#### [TEXTE DE LECTURE]
+ + +
18 juin 2009

Le roi et sa cour

Aucun détail n'a été laissé au hasard dans l'organisation du Congrès, convoqué lundi 22 juin à Versailles pour une allocution présidentielle. Surtout pas le protocole. Car la République est affaire de symboles.
Tout un cérémonial, réglé au millimètre, a dû être inventé pour faire face à cet événement politique inédit, permis par la «modernisation des institutions» de juillet dernier. Le casse-tête était évident: comment la représentation nationale, théoriquement à cheval sur ses prérogatives et la séparation des pouvoirs, devait-elle accueillir le chef de l'Etat français? Avec quels honneurs? Quelle distance?
Car aucun président de la République (à l'exception de Louis Napoléon Bonaparte parachevant son coup d'Etat et d'Adolphe Thiers aux prémices de la Troisième République) n'a jamais pénétré – physiquement – dans un hémicycle parlementaire. Depuis toujours, pour s'adresser aux sénateurs et députés, le chef de l'Etat devait se cantonner à faire lire des messages écrits par des tiers.
Nicolas Sarkozy affectionnant les «grandes» premières, le président de l'Assemblée nationale et du Congrès, l'UMP Bernard Accoyer, a donc accouché, ces dernières heures, d'un protocole qui fera sans doute jurisprudence. Mediapart en dévoile quelques détails. Ils sont forcément significatifs des rapports de pouvoir à la tête de l'Etat.
+ + +
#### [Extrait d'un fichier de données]
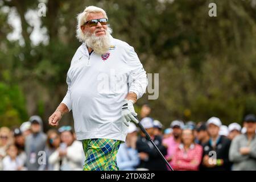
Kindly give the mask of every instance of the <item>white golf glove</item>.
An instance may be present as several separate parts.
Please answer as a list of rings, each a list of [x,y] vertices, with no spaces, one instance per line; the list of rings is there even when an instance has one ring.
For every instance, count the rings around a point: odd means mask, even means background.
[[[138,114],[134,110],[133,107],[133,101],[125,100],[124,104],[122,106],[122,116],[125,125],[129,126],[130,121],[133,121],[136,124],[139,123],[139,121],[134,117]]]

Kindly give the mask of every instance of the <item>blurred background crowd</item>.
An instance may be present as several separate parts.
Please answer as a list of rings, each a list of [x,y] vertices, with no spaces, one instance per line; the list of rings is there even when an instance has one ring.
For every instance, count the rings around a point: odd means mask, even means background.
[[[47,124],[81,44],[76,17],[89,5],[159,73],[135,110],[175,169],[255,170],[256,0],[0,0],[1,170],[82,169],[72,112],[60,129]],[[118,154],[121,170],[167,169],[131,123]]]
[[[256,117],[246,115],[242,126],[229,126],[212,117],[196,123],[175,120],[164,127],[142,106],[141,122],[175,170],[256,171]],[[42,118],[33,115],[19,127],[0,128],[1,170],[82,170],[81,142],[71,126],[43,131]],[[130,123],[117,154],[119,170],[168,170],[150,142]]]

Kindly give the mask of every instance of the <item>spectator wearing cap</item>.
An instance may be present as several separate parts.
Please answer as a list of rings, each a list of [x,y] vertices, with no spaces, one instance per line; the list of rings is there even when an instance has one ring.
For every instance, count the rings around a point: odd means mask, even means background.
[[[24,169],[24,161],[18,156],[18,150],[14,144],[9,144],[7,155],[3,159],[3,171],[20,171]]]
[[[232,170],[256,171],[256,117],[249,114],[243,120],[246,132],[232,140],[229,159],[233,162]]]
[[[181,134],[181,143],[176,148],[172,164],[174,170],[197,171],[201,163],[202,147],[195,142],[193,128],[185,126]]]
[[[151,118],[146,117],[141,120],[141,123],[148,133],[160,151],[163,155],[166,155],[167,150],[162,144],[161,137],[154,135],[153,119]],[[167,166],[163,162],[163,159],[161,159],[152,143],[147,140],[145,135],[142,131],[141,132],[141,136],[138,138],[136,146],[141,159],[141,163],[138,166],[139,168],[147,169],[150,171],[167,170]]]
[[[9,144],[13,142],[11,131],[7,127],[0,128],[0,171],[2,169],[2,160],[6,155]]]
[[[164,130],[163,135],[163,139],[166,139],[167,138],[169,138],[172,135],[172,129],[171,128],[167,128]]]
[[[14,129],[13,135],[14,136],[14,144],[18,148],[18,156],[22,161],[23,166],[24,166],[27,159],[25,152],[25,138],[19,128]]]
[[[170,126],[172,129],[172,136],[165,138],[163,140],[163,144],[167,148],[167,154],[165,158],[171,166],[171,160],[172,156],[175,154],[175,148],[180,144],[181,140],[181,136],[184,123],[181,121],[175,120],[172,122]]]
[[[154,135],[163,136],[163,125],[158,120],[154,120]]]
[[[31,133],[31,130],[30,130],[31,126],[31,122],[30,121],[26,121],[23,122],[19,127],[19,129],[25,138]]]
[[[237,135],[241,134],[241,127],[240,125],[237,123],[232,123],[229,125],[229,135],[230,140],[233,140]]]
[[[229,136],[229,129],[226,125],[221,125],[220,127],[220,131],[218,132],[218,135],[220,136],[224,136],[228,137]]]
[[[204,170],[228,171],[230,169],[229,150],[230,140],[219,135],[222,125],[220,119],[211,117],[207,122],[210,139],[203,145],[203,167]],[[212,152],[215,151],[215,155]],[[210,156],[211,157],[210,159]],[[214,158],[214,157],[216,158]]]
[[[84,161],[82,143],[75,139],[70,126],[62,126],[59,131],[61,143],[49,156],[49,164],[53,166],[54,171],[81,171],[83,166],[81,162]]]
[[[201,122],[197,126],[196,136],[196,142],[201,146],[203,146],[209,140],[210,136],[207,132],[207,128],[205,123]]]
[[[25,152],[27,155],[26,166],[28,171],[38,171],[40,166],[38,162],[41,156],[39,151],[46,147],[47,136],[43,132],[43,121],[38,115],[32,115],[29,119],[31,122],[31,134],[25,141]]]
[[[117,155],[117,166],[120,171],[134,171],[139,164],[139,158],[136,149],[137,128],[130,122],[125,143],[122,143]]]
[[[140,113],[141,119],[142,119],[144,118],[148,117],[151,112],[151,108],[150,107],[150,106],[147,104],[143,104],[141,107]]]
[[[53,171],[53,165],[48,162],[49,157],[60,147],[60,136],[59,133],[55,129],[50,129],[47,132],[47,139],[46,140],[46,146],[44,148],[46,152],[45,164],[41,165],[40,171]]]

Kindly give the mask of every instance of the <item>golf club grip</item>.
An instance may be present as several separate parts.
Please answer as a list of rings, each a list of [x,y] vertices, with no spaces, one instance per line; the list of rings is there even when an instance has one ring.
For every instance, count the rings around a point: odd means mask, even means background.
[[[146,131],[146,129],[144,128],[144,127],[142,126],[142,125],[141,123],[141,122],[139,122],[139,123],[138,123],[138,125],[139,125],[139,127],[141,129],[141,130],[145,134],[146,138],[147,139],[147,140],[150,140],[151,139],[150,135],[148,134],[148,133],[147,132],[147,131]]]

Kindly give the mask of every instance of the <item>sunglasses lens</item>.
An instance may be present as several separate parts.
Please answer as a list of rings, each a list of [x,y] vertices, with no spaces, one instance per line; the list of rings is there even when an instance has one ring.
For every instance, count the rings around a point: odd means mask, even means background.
+ + +
#### [CONSIGNE]
Reprenez le passage de l'article sur le Congrès de Versailles allant de « Aucun détail n'a » jusqu'à « honneurs? Quelle distance? », en y remplaçant « protocole » par « cérémonial ». Les entrées ne sont pas utiles ici.

#### [RÉPONSE RÉDIGÉE]
Aucun détail n'a été laissé au hasard dans l'organisation du Congrès, convoqué lundi 22 juin à Versailles pour une allocution présidentielle. Surtout pas le cérémonial. Car la République est affaire de symboles.
Tout un cérémonial, réglé au millimètre, a dû être inventé pour faire face à cet événement politique inédit, permis par la «modernisation des institutions» de juillet dernier. Le casse-tête était évident: comment la représentation nationale, théoriquement à cheval sur ses prérogatives et la séparation des pouvoirs, devait-elle accueillir le chef de l'Etat français? Avec quels honneurs? Quelle distance?